━━ Passage given ━━

Rhasspy ASR Kaldi

Automated speech recognition in Rhasspy voice assistant with Kaldi.

Requirements

Python 3.7
Kaldi
- Expects $KALDI_DIR in environment
Opengrm
- Expects ngram* in $PATH
Phonetisaurus
- Expects phonetisaurus-apply in $PATH

See pre-built apps for pre-compiled binaries.

Installation

$ git clone https://github.com/rhasspy/rhasspy-asr-kaldi
$ cd rhasspy-asr-kaldi
$ ./configure
$ make
$ make install

Transcribing

Use python3 -m rhasspyasr_kaldi transcribe <ARGS>

usage: rhasspy-asr-kaldi transcribe [-h] --model-dir MODEL_DIR
                                    [--graph-dir GRAPH_DIR]
                                    [--model-type MODEL_TYPE]
                                    [--frames-in-chunk FRAMES_IN_CHUNK]
                                    [wav_file [wav_file ...]]

positional arguments:
  wav_file              WAV file(s) to transcribe

optional arguments:
  -h, --help            show this help message and exit
  --model-dir MODEL_DIR
                        Path to Kaldi model directory (with conf, data)
  --graph-dir GRAPH_DIR
                        Path to Kaldi graph directory (with HCLG.fst)
  --model-type MODEL_TYPE
                        Either nnet3 or gmm (default: nnet3)
  --frames-in-chunk FRAMES_IN_CHUNK
                        Number of frames to process at a time

For nnet3 models, the online2-tcp-nnet3-decode-faster program is used to handle streaming audio. For gmm models, audio is buffered and packaged as a WAV file before being transcribed.

Training

Use python3 -m rhasspyasr_kaldi train <ARGS>

usage: rhasspy-asr-kaldi train [-h] --model-dir MODEL_DIR
                               [--graph-dir GRAPH_DIR]
                               [--intent-graph INTENT_GRAPH]
                               [--dictionary DICTIONARY]
                               [--dictionary-casing {upper,lower,ignore}]
                               [--language-model LANGUAGE_MODEL]
                               --base-dictionary BASE_DICTIONARY
                               [--g2p-model G2P_MODEL]
                               [--g2p-casing {upper,lower,ignore}]

optional arguments:
  -h, --help            show this help message and exit
  --model-dir MODEL_DIR
                        Path to Kaldi model directory (with conf, data)
  --graph-dir GRAPH_DIR
                        Path to Kaldi graph directory (with HCLG.fst)
  --intent-graph INTENT_GRAPH
                        Path to intent graph JSON file (default: stdin)

━━━

• **Job A**
From the Rhasspy ASR Kaldi page above, return everything from "For nnet3 models, the" down to "before being transcribed.".
• **Job B**
Render this sentence from the Rhasspy ASR Kaldi page in Spanish: "For gmm models, audio is buffered and packaged as a WAV file before being transcribed."
• **Job C**
Based on the Rhasspy ASR Kaldi page, mark each statement yes or no and quote the words that decide it. (i) The default model type for transcribing is gmm. (ii) Phonetisaurus requires phonetisaurus-apply to be in $PATH. (iii) During training, the intent graph is read from stdin by default.

━━ Dataset extract ━━

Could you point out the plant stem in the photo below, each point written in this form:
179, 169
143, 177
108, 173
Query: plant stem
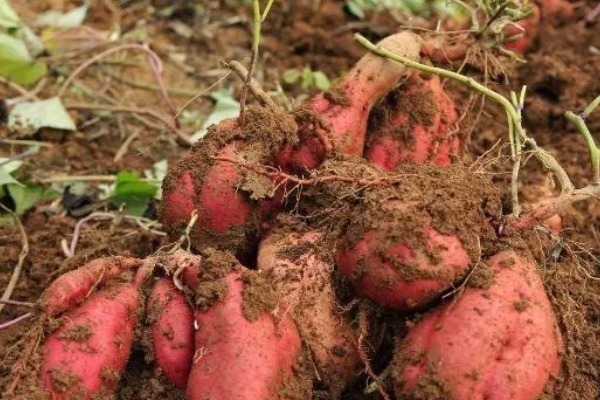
253, 56
12, 283
543, 156
579, 123
590, 108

━━━

• **Right answer A**
For nnet3 models, the online2-tcp-nnet3-decode-faster program is used to handle streaming audio. For gmm models, audio is buffered and packaged as a WAV file before being transcribed.

• **Right answer B**
Para los modelos gmm, el audio se almacena en búfer y se empaqueta como un archivo WAV antes de ser transcrito.

• **Right answer C**
(i) No: "Either nnet3 or gmm (default: nnet3)"
(ii) Yes: "Expects phonetisaurus-apply in $PATH"
(iii) Yes: "Path to intent graph JSON file (default: stdin)"